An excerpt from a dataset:
— Start —

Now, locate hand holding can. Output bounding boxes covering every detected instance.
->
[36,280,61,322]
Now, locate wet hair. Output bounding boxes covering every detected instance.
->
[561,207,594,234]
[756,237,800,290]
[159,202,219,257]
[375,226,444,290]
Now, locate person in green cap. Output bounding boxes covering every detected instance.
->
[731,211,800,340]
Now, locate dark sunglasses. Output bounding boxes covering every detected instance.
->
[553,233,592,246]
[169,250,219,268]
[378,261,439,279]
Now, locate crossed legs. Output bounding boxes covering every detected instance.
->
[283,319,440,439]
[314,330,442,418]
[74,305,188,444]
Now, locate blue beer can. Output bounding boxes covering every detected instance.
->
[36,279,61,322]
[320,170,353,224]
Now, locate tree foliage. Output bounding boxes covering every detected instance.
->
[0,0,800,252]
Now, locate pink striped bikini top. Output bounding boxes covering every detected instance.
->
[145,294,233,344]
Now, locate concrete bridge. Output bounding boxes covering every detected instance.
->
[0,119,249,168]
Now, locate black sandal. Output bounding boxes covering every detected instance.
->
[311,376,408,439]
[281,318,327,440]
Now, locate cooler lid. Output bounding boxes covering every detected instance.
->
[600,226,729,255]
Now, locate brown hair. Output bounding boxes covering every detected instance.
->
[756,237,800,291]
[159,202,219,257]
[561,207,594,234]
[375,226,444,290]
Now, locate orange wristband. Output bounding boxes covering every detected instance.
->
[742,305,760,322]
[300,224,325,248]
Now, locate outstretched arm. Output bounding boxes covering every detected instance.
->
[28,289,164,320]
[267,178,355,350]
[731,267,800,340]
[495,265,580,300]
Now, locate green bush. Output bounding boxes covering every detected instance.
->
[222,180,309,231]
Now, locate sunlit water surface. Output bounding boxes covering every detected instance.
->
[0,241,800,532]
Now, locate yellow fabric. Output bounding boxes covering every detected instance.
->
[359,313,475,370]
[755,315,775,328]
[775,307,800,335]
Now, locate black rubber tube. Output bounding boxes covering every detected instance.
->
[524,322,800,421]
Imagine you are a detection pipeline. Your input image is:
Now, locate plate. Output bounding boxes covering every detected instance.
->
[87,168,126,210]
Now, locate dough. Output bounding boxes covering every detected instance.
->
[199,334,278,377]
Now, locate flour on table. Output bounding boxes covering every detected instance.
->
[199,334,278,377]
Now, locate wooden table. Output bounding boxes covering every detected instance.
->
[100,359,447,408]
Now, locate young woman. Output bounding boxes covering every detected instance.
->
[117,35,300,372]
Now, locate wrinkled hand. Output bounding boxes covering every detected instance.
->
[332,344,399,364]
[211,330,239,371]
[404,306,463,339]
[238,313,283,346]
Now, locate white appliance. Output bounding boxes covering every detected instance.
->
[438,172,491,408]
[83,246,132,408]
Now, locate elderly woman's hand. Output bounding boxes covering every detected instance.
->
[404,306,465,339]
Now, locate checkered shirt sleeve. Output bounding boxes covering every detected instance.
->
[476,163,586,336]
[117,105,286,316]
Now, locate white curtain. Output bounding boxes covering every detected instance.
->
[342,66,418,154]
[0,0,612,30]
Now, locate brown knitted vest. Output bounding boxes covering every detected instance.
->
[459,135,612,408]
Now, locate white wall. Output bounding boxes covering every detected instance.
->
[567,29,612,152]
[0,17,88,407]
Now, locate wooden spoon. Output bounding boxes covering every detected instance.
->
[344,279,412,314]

— End —

Render every line of the records above as a numbered list, leaving out any blank lines.

§ **Solution below**:
1. Now, locate hand holding can. Output bounding boxes covering every detected instance.
2. ->
3. [36,280,61,322]
4. Now, locate wet hair. Output bounding boxes covering every detected instance.
5. ->
6. [561,207,594,234]
7. [756,237,800,290]
8. [159,202,219,257]
9. [375,226,444,290]
10. Now, locate person in green cap. Output bounding boxes covering every detected instance.
11. ->
12. [731,211,800,340]
13. Now, locate dark sunglasses. Output bounding boxes covering every detected instance.
14. ->
15. [553,233,592,246]
16. [169,250,219,268]
17. [378,261,439,279]
18. Now, locate crossed legs. Output bounding boxes covering every detected instance.
19. ->
20. [283,319,440,439]
21. [314,330,442,418]
22. [74,305,188,444]
23. Now, locate blue beer can. Output bounding boxes covering every detected instance.
24. ->
25. [36,279,61,322]
26. [320,170,353,224]
27. Now, locate tree foliage. Output bounding boxes covering every detected instance.
28. ->
29. [0,0,800,252]
30. Now, locate pink striped bikini top. Output bounding boxes covering every detected instance.
31. ->
32. [145,294,233,344]
33. Now, locate concrete bridge. Output bounding boxes covering every detected instance.
34. ->
35. [0,119,249,168]
36. Now, locate black sandal. Output bounding boxes covering every detected instance.
37. ->
38. [311,376,408,439]
39. [281,318,327,440]
40. Now, locate cooler lid. Output bounding boxes covering every detected instance.
41. ->
42. [600,226,729,255]
43. Now, locate brown hair. Output bounding boxes covering every detected instance.
44. ->
45. [756,237,800,291]
46. [159,202,219,257]
47. [561,207,594,234]
48. [375,226,444,290]
49. Now, locate orange wristband. Output bounding boxes covering every detected instance.
50. ->
51. [742,305,760,322]
52. [300,224,325,248]
53. Now, locate outstretched arm. Output bounding boxes covering every detected instance.
54. ->
55. [28,289,164,320]
56. [267,178,355,350]
57. [731,267,800,340]
58. [495,265,580,300]
59. Now, locate green bush. Output bounding boxes covering every detected instance.
60. ->
61. [222,180,309,231]
62. Now, locate sunlit water surface. Output bounding boxes covering every detected instance.
63. ->
64. [0,241,800,532]
65. Now, locate yellow fabric. Output bounding boxes covering every detected instance.
66. ->
67. [359,313,475,370]
68. [755,315,775,328]
69. [775,307,800,335]
70. Now, locate black rubber tube. Output bounding boxes covering every detected instance.
71. ->
72. [524,322,800,421]
73. Imagine you are a detection pipeline. Your input image is:
74. Now, locate plate. Output bounding boxes covering every detected instance.
75. ->
76. [87,168,126,210]
77. Now, locate dough. Output bounding boxes covering every detected instance.
78. ->
79. [199,334,278,377]
80. Now, locate flour on table. Output bounding boxes covering every detected instance.
81. ->
82. [199,334,278,377]
83. Now, locate wooden table. Output bounding boxes covering every detected instance.
84. ->
85. [100,359,447,408]
86. Now, locate young woman. Output bounding boxes covering every detected instance.
87. ->
88. [117,35,300,372]
89. Now, locate wrinkled hand. Output bounding boxes covering every detected instance.
90. ->
91. [332,344,399,364]
92. [211,330,239,371]
93. [404,306,463,339]
94. [238,313,283,346]
95. Now, locate white appliance. Output bounding boxes covering every detected instance.
96. ->
97. [438,172,491,408]
98. [83,246,132,408]
99. Now, locate elderly woman's hand. Output bounding boxes covering every detected instance.
100. ->
101. [404,306,465,339]
102. Now, locate checkered shirt sleeve. Output bounding boxes covering every detected instance.
103. ->
104. [476,163,586,336]
105. [117,105,286,316]
106. Now, locate white curtain. Output bounding boxes covering every detected instance.
107. ->
108. [342,66,418,154]
109. [0,0,612,30]
110. Now, locate brown knitted vest. Output bounding boxes covering every detected instance.
111. ->
112. [459,135,612,408]
113. Now, locate white wall. Output bounding boxes covering every detected instance.
114. ->
115. [567,29,612,152]
116. [0,17,88,407]
117. Now, locate wooden spoon. Output bounding boxes covering every detected instance.
118. ->
119. [344,279,412,314]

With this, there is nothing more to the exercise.